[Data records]
______

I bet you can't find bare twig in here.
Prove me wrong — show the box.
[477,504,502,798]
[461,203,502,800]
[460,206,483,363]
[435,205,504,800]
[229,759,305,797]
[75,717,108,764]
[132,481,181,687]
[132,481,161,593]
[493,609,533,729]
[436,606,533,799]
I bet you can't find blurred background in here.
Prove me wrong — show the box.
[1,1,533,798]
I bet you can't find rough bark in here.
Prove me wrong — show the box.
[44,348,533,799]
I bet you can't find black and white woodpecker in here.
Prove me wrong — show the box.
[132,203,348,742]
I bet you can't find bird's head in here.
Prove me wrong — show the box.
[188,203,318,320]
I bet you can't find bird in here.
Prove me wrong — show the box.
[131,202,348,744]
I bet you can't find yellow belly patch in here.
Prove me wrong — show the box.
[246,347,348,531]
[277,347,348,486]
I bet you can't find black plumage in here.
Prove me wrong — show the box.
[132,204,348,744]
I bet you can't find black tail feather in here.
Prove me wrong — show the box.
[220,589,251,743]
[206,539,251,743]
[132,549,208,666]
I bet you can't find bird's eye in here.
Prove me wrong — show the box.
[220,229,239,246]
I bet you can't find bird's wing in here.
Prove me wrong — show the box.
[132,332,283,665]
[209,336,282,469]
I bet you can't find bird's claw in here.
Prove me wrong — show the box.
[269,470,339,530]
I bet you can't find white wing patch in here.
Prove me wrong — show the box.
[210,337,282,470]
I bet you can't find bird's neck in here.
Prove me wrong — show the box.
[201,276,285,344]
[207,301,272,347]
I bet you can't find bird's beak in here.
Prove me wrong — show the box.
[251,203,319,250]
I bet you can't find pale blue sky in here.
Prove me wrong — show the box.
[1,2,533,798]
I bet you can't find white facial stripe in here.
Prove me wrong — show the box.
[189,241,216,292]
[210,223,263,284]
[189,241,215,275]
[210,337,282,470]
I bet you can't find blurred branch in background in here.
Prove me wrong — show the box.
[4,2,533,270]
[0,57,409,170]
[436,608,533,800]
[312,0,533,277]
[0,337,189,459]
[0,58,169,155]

______

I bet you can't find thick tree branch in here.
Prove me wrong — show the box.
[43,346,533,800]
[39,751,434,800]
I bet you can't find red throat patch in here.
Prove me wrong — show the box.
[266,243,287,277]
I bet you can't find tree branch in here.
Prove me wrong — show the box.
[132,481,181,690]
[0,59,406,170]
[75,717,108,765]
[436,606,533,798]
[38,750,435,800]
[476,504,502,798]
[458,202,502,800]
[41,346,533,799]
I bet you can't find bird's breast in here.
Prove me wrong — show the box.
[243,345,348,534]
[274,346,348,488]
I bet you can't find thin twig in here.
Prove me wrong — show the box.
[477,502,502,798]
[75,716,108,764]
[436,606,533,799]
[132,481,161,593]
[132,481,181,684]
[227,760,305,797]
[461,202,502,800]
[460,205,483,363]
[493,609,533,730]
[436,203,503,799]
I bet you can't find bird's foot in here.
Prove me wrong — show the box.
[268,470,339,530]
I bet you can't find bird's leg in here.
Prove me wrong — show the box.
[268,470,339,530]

______

For each line in the records that contains the word "blurred", make a copy.

▶ _ANSWER TO THE PROBLEM_:
I bet you can't find blurred background in here.
I bet you can't find blurred branch in background in here.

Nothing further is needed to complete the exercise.